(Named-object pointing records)

▶

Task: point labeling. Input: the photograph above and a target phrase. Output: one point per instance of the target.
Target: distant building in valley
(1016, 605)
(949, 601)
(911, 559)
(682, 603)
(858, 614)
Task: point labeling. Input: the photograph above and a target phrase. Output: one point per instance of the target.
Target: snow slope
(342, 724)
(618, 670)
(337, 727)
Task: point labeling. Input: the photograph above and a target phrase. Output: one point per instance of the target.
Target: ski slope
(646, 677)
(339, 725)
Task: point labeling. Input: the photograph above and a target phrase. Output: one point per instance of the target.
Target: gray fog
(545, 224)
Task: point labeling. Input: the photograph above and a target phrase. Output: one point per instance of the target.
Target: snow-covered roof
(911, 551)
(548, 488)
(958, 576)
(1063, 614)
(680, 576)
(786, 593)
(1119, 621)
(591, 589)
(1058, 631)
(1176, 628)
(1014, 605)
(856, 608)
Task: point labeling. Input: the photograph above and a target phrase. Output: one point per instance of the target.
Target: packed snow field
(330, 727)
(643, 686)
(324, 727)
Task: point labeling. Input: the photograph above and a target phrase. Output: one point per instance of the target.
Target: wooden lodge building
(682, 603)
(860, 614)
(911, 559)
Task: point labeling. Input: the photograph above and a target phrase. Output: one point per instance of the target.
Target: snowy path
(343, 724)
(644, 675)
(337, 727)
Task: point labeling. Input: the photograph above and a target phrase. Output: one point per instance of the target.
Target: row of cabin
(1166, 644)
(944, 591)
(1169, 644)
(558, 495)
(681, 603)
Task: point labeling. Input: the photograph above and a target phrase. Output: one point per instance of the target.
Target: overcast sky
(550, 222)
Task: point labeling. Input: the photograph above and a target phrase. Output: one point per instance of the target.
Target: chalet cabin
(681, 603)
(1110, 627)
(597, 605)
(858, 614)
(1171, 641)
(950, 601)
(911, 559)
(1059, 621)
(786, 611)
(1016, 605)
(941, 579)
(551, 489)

◀

Copy each record from above exactly, and include every line.

* Result of the task *
Task: point labeling. Input: the photograph above and a target phrase. Output: one point per instance of the target.
Target: distant building in valley
(1016, 605)
(949, 601)
(911, 559)
(682, 603)
(858, 614)
Task: point labeling. Input: the photograph above and a target phrase. Output: one point per instance of the target.
Target: snow slope
(342, 724)
(618, 670)
(337, 727)
Task: point labeling. Input: the photograph above and a target phrase. Output: one point per instance of the target.
Target: ski slope
(646, 677)
(339, 725)
Task: point labeling. Input: the photograph above and a target phrase. Output: one point per instance of the target.
Target: gray fog
(545, 224)
Task: point labeling. Input: the photograph above and a target phrase. Output: one point per instance of the target.
Target: snow-covered roof
(911, 551)
(548, 488)
(958, 576)
(1063, 614)
(680, 576)
(786, 593)
(1119, 621)
(591, 589)
(1058, 631)
(1176, 628)
(1014, 605)
(856, 608)
Task: point labeling. Input: the photograph above and a target phrase. Output: one point per instance of the target.
Target: packed snow field
(330, 727)
(643, 686)
(324, 727)
Task: point labeling. Input: the photograph above and a target phrase. Output: one point per instance of the target.
Target: wooden lodge building
(682, 603)
(860, 614)
(911, 559)
Task: point labeling. Input: the photograph above and a target phrase. Output: one point per instance of the target.
Target: snowy path
(343, 724)
(644, 675)
(337, 727)
Task: point labeling. Input: the photograph above and a target phrase. Output: one point per instance of the target.
Target: row of cabin
(1166, 644)
(944, 591)
(1169, 644)
(558, 495)
(681, 603)
Task: point labeling. Input: the photograph above and a target phrase. Output: one point per instance of the target.
Target: overcast sky
(550, 222)
Task: point labeling. Input: the photograph above and a target phrase. Output: one point per instance of the target.
Target: chalet cabin
(681, 603)
(1110, 627)
(597, 605)
(858, 614)
(1171, 641)
(950, 601)
(911, 559)
(1059, 621)
(786, 611)
(1016, 605)
(941, 579)
(551, 489)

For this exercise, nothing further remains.